» **Your assignment**
Look through the entries that follow and count the lines with the word "child". The reply is that number alone.

Natural-language object grounding data
= = =
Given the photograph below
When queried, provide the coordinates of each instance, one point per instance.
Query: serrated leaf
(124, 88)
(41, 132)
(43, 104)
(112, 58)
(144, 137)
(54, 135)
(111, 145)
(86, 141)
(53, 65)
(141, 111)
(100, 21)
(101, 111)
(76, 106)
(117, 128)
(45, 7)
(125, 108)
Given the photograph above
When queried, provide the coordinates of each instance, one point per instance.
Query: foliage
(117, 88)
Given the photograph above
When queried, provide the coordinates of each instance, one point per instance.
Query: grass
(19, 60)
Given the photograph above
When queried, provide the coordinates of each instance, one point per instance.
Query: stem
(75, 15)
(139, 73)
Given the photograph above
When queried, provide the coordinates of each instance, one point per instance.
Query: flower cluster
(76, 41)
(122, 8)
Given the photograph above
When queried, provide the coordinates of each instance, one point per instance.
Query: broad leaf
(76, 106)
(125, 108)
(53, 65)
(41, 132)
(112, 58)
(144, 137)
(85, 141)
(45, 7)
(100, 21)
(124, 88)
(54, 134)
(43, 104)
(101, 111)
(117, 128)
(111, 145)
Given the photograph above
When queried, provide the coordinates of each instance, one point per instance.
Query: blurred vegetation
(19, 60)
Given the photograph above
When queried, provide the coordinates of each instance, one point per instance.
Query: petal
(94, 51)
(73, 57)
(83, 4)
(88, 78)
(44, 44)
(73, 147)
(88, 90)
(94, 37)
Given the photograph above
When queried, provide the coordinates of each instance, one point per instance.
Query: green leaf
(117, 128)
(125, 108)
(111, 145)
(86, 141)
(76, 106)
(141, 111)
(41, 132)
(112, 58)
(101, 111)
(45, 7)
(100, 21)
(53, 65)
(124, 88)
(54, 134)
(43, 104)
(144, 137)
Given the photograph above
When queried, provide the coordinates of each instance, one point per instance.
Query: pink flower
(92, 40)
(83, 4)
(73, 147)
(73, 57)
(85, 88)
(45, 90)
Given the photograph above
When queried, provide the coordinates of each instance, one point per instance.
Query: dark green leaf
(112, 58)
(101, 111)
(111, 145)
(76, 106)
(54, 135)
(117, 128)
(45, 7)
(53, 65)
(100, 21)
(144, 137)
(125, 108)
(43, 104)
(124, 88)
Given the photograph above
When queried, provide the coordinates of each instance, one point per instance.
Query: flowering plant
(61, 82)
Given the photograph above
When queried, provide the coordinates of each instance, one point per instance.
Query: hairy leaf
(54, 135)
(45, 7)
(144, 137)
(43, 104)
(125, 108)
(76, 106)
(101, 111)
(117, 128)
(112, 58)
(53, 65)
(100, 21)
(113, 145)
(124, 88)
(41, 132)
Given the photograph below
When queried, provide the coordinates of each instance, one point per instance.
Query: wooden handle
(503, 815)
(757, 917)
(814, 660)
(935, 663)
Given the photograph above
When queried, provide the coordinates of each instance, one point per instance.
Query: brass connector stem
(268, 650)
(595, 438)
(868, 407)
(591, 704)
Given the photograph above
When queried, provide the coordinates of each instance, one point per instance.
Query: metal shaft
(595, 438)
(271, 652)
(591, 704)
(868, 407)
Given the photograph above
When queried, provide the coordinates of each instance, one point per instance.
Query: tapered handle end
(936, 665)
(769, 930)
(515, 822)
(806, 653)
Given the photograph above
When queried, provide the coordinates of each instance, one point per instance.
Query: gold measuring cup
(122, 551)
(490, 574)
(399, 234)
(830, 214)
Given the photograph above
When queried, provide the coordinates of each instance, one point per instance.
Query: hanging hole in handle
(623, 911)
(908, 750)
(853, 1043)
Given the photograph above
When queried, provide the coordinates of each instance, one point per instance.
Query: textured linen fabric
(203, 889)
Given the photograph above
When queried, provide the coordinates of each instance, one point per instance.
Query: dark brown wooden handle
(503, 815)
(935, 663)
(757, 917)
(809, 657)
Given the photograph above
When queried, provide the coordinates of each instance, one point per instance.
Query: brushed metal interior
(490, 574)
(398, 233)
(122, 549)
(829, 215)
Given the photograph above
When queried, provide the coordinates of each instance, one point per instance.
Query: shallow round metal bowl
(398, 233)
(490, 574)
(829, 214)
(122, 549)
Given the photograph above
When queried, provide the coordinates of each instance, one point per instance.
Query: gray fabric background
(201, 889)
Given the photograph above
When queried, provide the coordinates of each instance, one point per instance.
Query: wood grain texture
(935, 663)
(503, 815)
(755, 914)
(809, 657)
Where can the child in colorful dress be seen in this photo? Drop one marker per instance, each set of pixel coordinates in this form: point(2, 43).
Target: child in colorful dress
= = =
» **Solution to this task**
2